Fragmento del documento:
Soy un confeso admirador de Isabel Allende, y anuncio que he leído todo lo que ha escrito esta maravillosa narradora latina. Ahora les conversaré solo un poco de una novela apasionante; Retrato en Sephia".
Narrada en la voz de una joven mujer, ésta es una magnífica novela histórica, situada a finales del siglo XIX en Chile, y una portentosa saga familiar en la que reencontramos algunos personajes de Hija de la fortuna y de La casa de los espíritus , novelas cumbre en la obra de Isabel Allende.
El tema principal es la memoria y los secretos de familia. La protagonista, Aurora del Valle, sufre un trauma brutal que determina su carácter y borra de su mente los primeros cinco años de su vida.
Criada por su ambiciosa abuela, Paulina del Valle, crece en un ambiente privilegiado, libre de muchas de las limitaciones que oprimen a las mujeres de su época, pero atormentada por horribles pesadillas. Cuando debe afrontar la traición del hombre que ama y la soledad, decide explorar el misterio de su pasado. Una obra de extraordinaria dimensión humana que eleva la narrativa de la autora a cotas de perfección literaria.

Consignas del ejercicio:
1. Convierte en una lista breve el párrafo de la reseña de la novela de Isabel Allende que empieza con «Criada por su ambiciosa abuela» y conserva sus datos principales.
2. Prosigue la reseña de la novela de Isabel Allende a partir de su última oración.
El material que aparece a continuación no hace falta.

Contenido del conjunto:

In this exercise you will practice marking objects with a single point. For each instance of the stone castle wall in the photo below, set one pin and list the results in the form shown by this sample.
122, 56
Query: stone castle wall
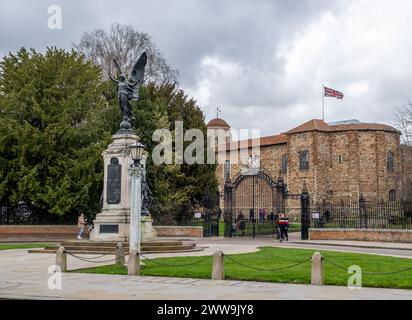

Respuestas del ejercicio:
1.
- La protagonista crece criada por su ambiciosa abuela, Paulina del Valle, en un ambiente privilegiado.
- Vive libre de muchas de las limitaciones que oprimen a las mujeres de su época, pero la atormentan horribles pesadillas.
- Al afrontar la traición del hombre que ama y la soledad, decide explorar el misterio de su pasado.
- La reseña la califica como una obra de extraordinaria dimensión humana que eleva la narrativa de la autora a cotas de perfección literaria.

2.
Es una obra que se podría inscribir en el género biográfico como lo es David Copperfield o Jane Eyre. Hay algunas similitudes con la vida de Isabel Allende, por lo que se puede pensar que algunos fragmentos son tomadas de la vida real de la escritora. La novela describe también la historia política de Chile, en particular la Guerra del Pacífico e Isabel Allende muestra su rechazo a la guerra y su actitud pacifista. También, al igual que la escritora, algunos personajes femeninos como Nívea, Aurora y Matilda son feministas y tienen ideas liberales, a diferencia de Paulina del Valle, que es totalmente conservadora.
El estilo es similar a obras estadounidenses, en particular la primera parte, que tiene similitudes con la obra de Howard Fast. Tal vez sea porque describen un lugar común, San Francisco.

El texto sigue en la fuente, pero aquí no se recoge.